• [ANWEISUNG]:
Liste jede Zeile der Datensätze auf, in der das Wort "windmill" vorkommt.

^^^^

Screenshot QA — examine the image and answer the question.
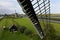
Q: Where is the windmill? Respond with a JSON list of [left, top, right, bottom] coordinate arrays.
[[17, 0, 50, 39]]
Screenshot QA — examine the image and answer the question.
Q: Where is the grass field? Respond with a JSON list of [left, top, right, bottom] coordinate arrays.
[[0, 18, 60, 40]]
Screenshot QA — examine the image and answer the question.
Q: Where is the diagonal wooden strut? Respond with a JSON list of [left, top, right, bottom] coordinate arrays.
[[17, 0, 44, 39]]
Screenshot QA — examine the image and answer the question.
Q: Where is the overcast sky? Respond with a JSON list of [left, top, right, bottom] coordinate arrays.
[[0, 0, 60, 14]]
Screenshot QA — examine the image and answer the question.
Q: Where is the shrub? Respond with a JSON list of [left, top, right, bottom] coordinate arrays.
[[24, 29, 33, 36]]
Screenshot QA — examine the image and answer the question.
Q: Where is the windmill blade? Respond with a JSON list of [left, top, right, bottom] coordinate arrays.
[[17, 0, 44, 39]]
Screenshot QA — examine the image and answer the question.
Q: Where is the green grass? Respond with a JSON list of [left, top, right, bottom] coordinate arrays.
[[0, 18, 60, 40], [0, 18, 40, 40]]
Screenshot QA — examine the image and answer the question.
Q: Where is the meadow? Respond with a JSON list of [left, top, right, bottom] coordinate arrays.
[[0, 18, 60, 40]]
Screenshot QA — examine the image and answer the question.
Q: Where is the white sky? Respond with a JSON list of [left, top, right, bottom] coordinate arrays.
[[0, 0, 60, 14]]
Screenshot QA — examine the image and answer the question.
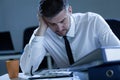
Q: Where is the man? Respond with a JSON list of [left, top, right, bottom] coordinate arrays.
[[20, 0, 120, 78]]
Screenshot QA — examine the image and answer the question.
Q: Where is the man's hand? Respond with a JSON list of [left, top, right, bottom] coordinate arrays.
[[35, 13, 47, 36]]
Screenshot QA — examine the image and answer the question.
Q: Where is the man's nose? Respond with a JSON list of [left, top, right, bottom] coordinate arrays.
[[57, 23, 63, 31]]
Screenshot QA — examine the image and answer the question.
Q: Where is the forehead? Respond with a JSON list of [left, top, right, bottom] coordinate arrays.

^^^^

• [ANTWORT]:
Q: Where is the windmill? Respond with a JSON list of [left, top, right, bottom] coordinate arrays.
Q: Where is the windmill blade? Respond with a JSON list of [left, top, right, bottom] coordinate arrays.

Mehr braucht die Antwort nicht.